(WHAT IS REQUIRED)
Only the pictures are to be omitted; every entry beneath should otherwise be duplicated exactly.

(DATASET EXTRACT)
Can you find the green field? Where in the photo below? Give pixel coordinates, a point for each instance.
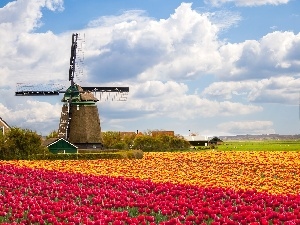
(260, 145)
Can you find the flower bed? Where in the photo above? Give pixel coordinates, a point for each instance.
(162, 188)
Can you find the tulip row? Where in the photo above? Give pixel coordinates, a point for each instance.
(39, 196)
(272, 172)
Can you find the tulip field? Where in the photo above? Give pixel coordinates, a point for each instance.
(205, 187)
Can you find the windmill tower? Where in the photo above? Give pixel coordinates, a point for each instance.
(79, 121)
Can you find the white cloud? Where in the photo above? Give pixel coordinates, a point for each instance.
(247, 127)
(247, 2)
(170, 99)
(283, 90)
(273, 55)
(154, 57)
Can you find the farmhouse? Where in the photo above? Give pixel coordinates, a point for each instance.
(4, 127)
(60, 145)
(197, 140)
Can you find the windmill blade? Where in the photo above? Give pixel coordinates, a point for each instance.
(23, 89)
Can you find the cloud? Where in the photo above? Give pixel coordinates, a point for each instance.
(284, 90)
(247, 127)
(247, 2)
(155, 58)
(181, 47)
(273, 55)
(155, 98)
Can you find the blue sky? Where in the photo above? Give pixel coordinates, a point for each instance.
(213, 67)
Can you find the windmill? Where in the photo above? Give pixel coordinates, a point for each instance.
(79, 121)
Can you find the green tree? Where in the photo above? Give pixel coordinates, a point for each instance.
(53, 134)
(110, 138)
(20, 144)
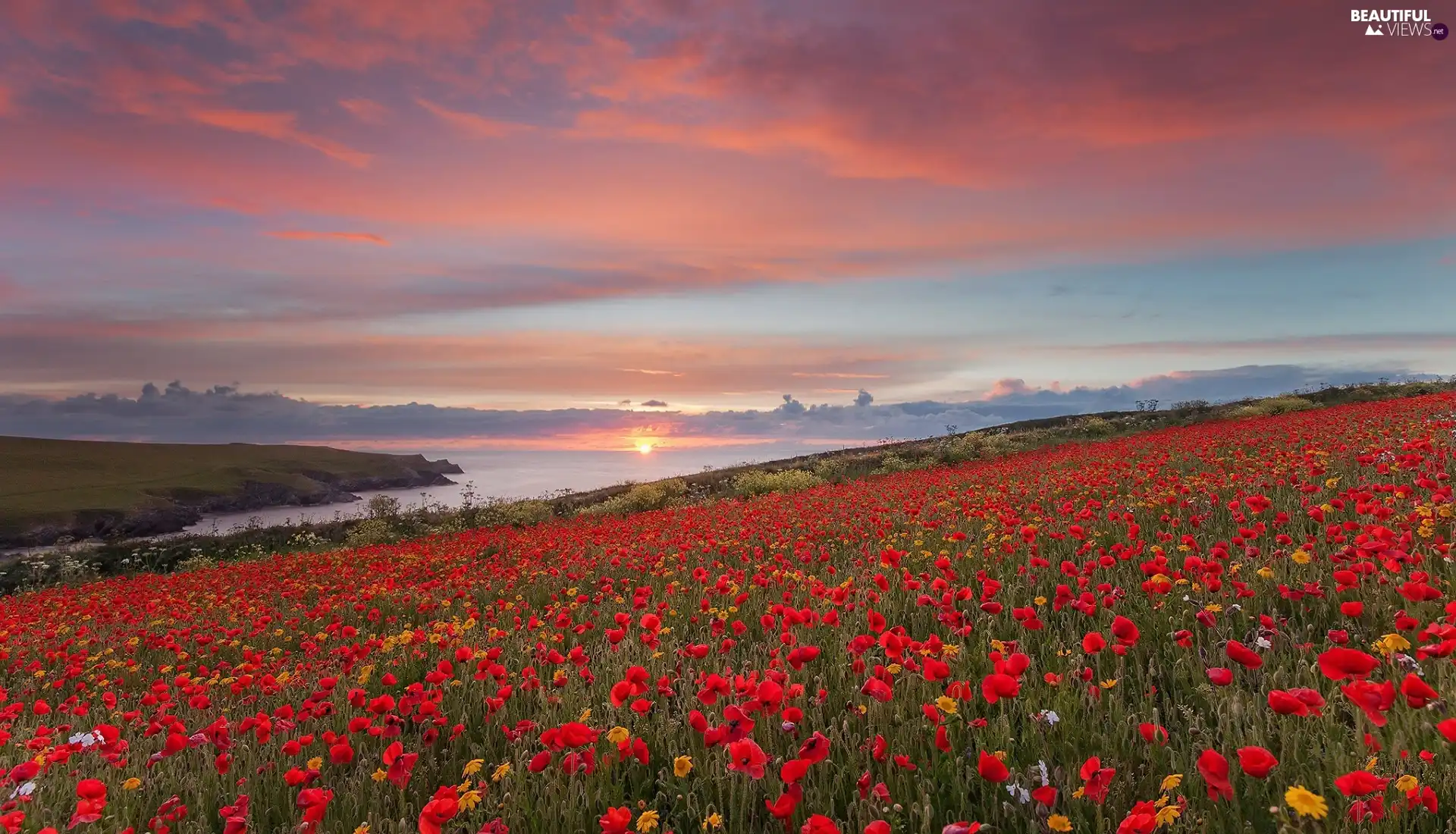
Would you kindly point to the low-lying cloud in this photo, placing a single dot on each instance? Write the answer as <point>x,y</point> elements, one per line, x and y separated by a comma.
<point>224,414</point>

(YOUR RESPONSE)
Can you find the green field? Where in the photo below? Give pixel coordinates, a point for each instance.
(260, 145)
Can you find the flower bed? Where in the photo above? Give pixel coordinates, a point for each instance.
(162, 188)
Can you find the tulip row? Where in the photo above? Give pixel coordinates, a point for each instance.
(39, 196)
(272, 172)
Can you find the tulip field? Where in the photo above? Give pixel coordinates, a point for each instance.
(205, 187)
Can you find the windmill tower? Where in the photo above? Give pixel coordinates, a point for each instance.
(79, 121)
Can you find the white cloud? Where in the photo above? Give pixel coordinates, a point for each instance.
(247, 127)
(247, 2)
(170, 99)
(283, 90)
(273, 55)
(154, 57)
Can you find the farmhouse? Where in the photo above? Give pixel coordinates, a point for each instance.
(4, 127)
(60, 145)
(197, 140)
Can you find the windmill blade? Where in the photo above? Give pixel coordinates, a point for each instance.
(23, 89)
Can you find the cloud? Where in the photo above? Give pixel coordinates, a point for each instance.
(284, 90)
(247, 127)
(247, 2)
(155, 58)
(181, 47)
(273, 55)
(155, 98)
Can you find the blue sky? Where in the photo above? Give pixel coordinates, a point for each instance.
(213, 67)
Can you find the windmill? Where in the photo above? Give pixel coordinates, a point for each instance.
(79, 121)
Can you find the green tree? Where in the photo above? Give pixel coordinates, a point for each instance.
(53, 134)
(110, 138)
(20, 144)
Would you kindly point to the low-lying cloud in this photo, placing a single dot on each instance? Write the answer as <point>x,y</point> elements, one per line, x and y separated by a comma.
<point>224,414</point>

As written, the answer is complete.